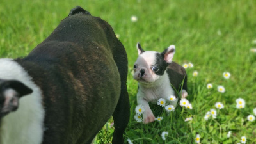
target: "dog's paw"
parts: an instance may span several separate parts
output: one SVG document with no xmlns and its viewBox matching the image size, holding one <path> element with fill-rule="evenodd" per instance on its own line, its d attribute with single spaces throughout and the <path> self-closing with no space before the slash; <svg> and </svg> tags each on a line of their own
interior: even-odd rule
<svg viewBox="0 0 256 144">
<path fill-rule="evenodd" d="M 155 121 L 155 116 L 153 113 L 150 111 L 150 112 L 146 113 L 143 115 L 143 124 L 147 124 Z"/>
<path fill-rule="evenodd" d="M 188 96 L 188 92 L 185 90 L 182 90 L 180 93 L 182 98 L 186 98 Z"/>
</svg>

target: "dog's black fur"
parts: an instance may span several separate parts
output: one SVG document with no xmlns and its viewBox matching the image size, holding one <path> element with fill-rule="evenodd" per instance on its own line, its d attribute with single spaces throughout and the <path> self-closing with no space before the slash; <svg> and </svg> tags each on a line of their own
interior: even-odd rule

**EXERCISE DETAILS**:
Return every one of the rows above word for word, but leave out the pictures.

**RESPONSE**:
target: "dog's paw"
parts: an instance may span several separate parts
output: one SVG document with no xmlns and its viewBox matching the image size, holding one <path> element with fill-rule="evenodd" per instance on its own line, its d attribute with single spaces throughout and the <path> self-closing with no space before the slash; <svg> and </svg> tags each on a line of their own
interior: even-odd rule
<svg viewBox="0 0 256 144">
<path fill-rule="evenodd" d="M 155 121 L 155 116 L 153 113 L 150 111 L 150 112 L 146 113 L 143 115 L 143 124 L 147 124 Z"/>
<path fill-rule="evenodd" d="M 188 96 L 188 92 L 185 90 L 182 90 L 180 93 L 182 98 L 186 98 Z"/>
</svg>

target: "dog's black fur"
parts: an instance may span several separate parts
output: one SVG document with no xmlns and its viewBox matching the image size, holding one <path> element with fill-rule="evenodd" per instance on its own line, its d attribute with single spaces throughout and the <path> self-closing with no space before the slash; <svg> and </svg> tags each on a line of their own
interior: even-odd rule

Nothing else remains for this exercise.